Data records Block Start

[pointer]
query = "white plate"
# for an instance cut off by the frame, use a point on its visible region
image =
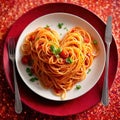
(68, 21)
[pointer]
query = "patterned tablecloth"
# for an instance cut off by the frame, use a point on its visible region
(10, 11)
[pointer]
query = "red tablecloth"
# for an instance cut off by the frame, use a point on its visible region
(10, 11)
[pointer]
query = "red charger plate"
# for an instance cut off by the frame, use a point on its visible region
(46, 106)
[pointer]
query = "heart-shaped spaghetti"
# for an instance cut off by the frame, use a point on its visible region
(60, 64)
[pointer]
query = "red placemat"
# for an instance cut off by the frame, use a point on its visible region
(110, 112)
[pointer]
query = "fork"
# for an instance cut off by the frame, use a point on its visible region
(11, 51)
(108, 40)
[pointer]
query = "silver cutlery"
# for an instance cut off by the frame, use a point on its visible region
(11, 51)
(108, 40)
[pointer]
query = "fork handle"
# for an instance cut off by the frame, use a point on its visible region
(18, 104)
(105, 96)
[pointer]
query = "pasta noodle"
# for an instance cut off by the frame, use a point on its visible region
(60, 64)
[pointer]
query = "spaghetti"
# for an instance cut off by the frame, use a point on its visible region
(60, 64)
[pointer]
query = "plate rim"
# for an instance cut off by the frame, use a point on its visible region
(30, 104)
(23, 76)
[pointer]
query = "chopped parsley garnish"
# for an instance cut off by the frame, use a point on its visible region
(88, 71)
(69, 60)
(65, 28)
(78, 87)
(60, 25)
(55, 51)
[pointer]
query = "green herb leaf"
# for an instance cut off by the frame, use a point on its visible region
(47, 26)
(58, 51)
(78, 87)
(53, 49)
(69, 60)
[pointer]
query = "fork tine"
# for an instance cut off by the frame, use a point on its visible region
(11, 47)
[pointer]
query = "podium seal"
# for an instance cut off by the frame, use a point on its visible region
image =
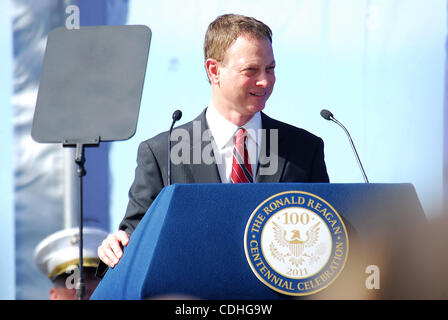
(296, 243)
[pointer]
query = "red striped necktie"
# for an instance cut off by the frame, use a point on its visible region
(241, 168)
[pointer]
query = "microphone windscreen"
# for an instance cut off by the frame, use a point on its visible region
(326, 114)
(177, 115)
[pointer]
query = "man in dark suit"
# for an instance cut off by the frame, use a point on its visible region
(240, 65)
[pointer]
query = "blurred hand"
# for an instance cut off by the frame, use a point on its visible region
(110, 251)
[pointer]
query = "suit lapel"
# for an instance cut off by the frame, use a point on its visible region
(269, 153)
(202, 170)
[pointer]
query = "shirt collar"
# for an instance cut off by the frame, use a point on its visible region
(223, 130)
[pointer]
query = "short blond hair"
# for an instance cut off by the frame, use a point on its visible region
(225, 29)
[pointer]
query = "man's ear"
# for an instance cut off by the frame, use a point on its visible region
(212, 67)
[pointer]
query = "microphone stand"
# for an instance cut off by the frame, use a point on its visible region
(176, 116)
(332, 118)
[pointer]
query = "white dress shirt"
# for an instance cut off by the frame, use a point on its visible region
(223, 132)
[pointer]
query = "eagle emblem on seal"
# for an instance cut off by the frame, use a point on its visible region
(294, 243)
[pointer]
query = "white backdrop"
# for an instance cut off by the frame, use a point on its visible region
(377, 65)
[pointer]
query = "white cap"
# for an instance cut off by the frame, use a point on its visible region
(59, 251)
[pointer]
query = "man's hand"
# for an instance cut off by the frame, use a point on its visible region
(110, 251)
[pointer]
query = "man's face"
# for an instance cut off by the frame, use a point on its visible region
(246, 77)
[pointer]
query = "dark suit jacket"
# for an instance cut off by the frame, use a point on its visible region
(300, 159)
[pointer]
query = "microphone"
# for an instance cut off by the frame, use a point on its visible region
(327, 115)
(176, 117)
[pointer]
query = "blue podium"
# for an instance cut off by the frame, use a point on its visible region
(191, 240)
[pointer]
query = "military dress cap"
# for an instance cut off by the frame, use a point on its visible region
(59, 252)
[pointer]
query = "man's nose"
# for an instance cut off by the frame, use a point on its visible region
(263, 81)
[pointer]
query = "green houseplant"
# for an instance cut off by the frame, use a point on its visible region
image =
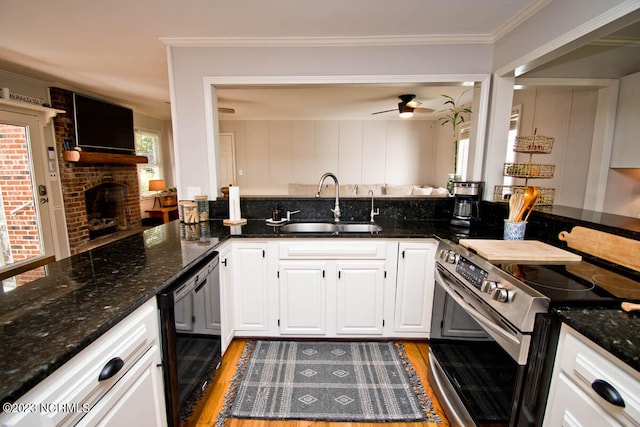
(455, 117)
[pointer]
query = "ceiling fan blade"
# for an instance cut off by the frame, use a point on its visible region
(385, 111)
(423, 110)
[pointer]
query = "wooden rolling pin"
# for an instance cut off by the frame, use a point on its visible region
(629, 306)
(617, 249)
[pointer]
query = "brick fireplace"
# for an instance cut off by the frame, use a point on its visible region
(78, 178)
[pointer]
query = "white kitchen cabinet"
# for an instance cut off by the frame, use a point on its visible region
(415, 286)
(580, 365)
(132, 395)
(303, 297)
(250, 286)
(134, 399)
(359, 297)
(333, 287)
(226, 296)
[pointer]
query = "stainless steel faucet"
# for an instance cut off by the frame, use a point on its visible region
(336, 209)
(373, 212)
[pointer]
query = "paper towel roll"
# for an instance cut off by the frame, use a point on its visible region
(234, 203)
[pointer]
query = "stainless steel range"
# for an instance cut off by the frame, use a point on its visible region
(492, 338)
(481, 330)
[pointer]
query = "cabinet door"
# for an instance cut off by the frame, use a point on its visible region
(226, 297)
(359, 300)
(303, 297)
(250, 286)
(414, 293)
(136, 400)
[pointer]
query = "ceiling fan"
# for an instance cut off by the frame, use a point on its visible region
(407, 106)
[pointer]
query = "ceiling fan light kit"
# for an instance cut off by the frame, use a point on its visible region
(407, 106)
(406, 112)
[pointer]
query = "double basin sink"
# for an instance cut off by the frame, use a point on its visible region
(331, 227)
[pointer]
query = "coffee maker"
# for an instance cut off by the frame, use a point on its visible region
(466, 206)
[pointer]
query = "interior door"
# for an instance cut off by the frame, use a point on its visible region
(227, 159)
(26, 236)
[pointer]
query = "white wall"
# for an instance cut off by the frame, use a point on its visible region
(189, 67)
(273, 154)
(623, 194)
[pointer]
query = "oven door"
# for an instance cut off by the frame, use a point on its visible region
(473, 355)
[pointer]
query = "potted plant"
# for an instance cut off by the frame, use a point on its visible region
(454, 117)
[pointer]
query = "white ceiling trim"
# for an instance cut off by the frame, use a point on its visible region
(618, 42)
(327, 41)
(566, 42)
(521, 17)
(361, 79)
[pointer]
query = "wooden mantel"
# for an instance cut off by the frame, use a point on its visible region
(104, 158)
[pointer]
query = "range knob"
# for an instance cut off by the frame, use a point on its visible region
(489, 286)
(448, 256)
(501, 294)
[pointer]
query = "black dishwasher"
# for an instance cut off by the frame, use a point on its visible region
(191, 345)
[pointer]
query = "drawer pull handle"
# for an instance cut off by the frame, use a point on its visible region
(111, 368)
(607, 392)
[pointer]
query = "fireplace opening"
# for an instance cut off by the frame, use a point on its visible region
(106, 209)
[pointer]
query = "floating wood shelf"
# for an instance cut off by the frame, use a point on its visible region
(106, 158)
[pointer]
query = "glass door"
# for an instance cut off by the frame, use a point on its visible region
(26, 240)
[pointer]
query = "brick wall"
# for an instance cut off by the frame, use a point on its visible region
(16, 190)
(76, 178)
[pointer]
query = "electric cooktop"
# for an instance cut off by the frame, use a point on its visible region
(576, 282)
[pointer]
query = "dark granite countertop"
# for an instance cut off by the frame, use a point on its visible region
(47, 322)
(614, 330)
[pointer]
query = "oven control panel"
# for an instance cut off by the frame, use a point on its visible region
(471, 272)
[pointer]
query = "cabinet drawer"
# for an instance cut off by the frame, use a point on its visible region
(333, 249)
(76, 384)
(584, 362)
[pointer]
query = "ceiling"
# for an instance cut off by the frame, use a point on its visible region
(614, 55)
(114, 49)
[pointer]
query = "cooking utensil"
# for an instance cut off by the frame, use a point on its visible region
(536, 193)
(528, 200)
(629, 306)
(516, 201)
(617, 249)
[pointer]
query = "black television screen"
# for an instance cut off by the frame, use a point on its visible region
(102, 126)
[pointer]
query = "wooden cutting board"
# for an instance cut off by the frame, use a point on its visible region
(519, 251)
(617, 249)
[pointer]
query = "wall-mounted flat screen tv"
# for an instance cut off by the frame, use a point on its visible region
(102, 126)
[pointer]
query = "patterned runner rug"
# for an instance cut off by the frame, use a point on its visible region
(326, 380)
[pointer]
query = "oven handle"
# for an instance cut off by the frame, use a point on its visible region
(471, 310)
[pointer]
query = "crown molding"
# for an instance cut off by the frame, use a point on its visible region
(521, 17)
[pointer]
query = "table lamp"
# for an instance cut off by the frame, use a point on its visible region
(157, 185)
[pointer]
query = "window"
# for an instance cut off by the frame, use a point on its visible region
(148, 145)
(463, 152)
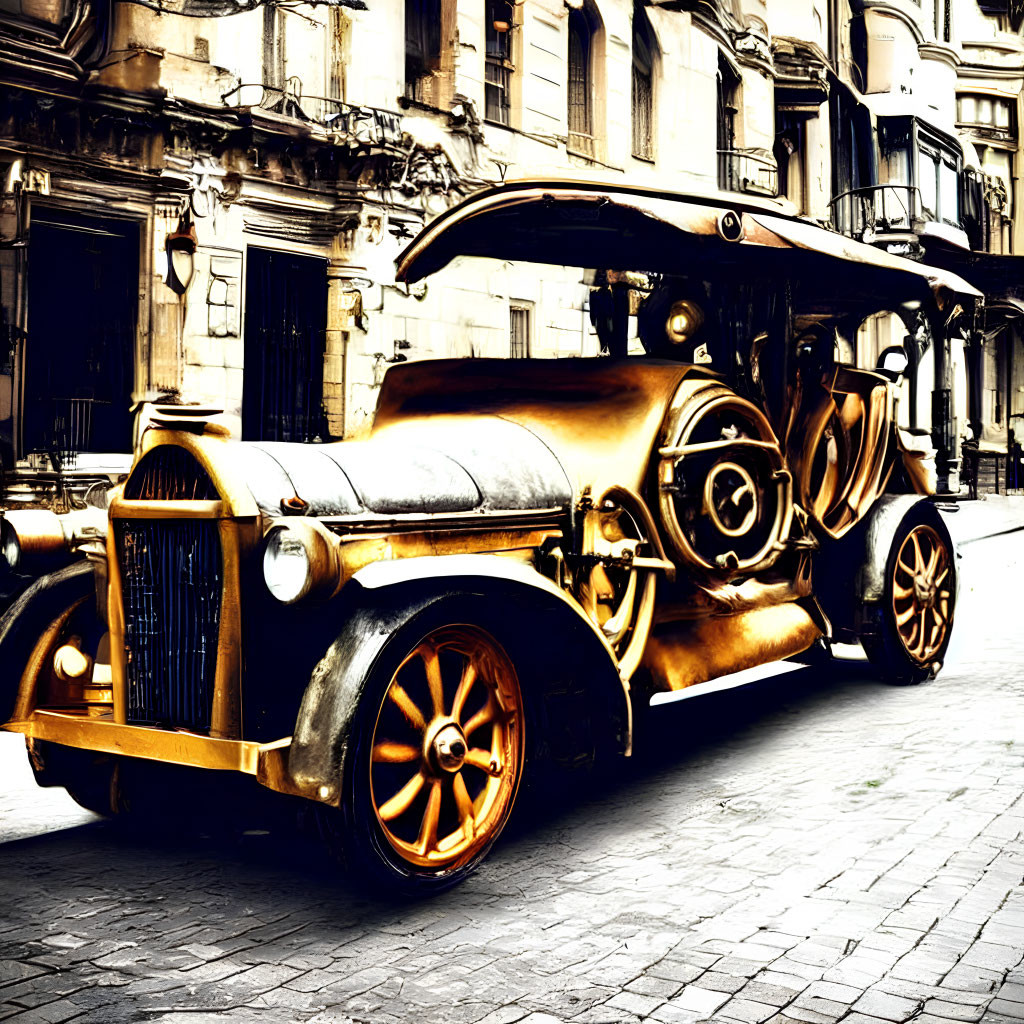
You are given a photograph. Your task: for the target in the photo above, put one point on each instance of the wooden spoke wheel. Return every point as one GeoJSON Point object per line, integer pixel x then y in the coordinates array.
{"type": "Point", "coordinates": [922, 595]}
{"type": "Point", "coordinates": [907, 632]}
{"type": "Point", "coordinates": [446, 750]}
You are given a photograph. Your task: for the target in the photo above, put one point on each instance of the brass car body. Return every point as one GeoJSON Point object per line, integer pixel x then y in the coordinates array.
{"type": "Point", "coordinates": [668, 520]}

Data records Block End

Prompt
List every line from the entries above in which "steel" appears.

Task answer
query = "stainless steel faucet"
query = "stainless steel range"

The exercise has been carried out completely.